**PROBLEM DESCRIPTION:**
Copy out every one of the lines below character for character, omitting the pictures.

**EXERCISE DATA:**
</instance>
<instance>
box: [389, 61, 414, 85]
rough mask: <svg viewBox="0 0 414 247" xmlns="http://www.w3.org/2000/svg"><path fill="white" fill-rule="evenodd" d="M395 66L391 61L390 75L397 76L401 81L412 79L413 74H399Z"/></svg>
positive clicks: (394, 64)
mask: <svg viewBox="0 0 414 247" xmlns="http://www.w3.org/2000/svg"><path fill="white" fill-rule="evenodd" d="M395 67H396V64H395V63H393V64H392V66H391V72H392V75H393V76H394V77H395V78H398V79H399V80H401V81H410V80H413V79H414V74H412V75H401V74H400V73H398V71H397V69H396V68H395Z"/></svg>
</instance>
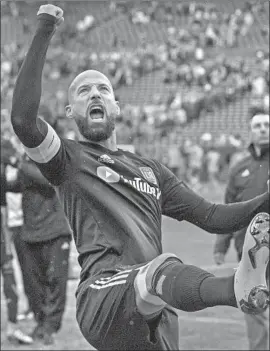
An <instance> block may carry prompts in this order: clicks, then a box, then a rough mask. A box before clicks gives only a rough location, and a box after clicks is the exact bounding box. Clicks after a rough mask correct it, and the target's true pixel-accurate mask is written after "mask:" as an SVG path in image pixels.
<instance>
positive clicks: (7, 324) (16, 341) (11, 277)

**TASK RESULT:**
</instance>
<instance>
box: [389, 61, 414, 85]
rough mask: <svg viewBox="0 0 414 247" xmlns="http://www.w3.org/2000/svg"><path fill="white" fill-rule="evenodd" d="M395 66L391 61L390 75L397 76L401 81L412 79L413 74H399Z"/></svg>
positive clicks: (394, 64)
mask: <svg viewBox="0 0 414 247" xmlns="http://www.w3.org/2000/svg"><path fill="white" fill-rule="evenodd" d="M395 67H396V64H395V63H393V64H392V66H391V72H392V75H393V76H394V77H395V78H398V79H399V80H401V81H410V80H413V79H414V74H412V75H401V74H400V73H398V71H397V69H396V68H395Z"/></svg>
</instance>
An <instance> block may carry prompts in this order: clicks, then a box, then a rough mask. A box before clicks gives only a rough location, and a box after clicks is the exact bounding box. Clicks after a rough mask correct it, and the target's true pixel-accurate mask is written after "mask:" as an SVG path in image pixels.
<instance>
positive clicks: (7, 324) (16, 341) (11, 277)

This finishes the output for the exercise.